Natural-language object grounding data
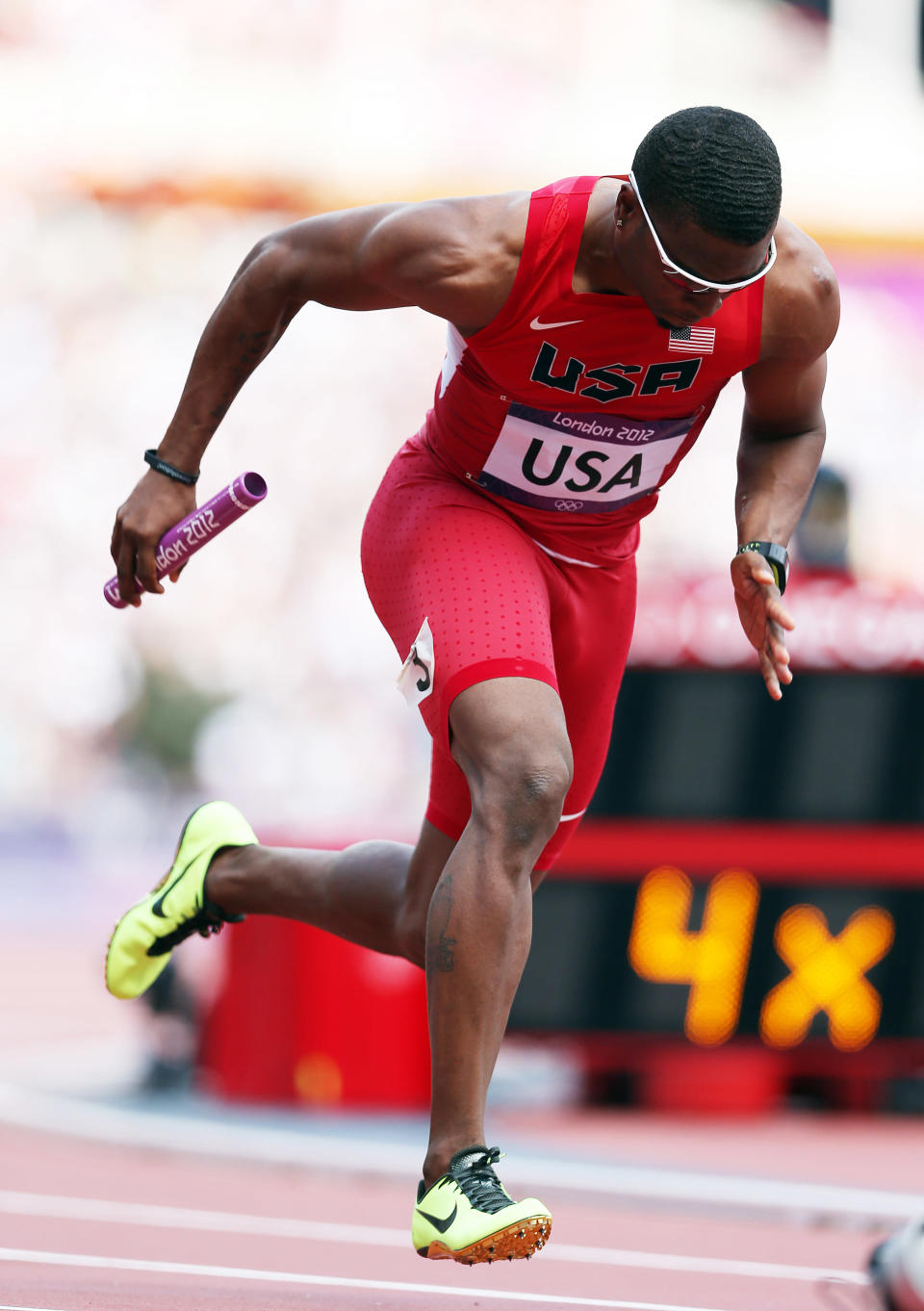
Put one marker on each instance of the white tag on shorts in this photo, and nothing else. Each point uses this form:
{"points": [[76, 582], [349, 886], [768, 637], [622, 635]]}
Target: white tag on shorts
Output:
{"points": [[417, 672], [580, 463]]}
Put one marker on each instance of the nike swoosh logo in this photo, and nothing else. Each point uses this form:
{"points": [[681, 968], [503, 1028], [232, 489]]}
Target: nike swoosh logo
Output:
{"points": [[158, 909], [437, 1223], [540, 326]]}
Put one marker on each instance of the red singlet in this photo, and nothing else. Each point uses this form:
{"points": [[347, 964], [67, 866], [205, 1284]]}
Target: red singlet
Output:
{"points": [[500, 542]]}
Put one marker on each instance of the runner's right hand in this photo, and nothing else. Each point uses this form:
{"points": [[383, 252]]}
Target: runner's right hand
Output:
{"points": [[154, 506]]}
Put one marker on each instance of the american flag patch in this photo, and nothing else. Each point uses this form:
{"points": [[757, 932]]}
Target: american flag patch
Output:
{"points": [[692, 341]]}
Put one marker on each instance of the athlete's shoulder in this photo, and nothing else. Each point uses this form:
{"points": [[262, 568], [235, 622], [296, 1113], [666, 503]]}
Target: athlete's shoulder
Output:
{"points": [[455, 256], [801, 300]]}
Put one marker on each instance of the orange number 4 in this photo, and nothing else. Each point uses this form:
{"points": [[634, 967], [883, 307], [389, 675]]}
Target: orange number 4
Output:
{"points": [[712, 960]]}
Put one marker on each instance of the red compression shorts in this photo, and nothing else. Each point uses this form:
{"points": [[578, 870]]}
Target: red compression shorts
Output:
{"points": [[497, 605]]}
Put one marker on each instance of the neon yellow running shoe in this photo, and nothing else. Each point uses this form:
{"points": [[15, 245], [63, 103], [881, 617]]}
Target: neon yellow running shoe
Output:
{"points": [[145, 935], [468, 1217]]}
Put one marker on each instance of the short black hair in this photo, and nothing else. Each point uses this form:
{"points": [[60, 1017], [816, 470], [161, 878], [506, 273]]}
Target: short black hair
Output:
{"points": [[714, 167]]}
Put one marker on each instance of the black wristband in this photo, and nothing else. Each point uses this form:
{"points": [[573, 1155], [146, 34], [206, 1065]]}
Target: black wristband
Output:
{"points": [[167, 470], [776, 556]]}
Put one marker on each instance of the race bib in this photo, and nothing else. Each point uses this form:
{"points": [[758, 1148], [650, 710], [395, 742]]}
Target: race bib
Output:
{"points": [[579, 463]]}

[Task]
Could you copy every line from the records that mentions the word "shoe"?

[Expected answer]
Put one marker on each instance of the neon yellow running shoe in this photo, and nothing else. Each point uses this form:
Target: neon yellow running shoe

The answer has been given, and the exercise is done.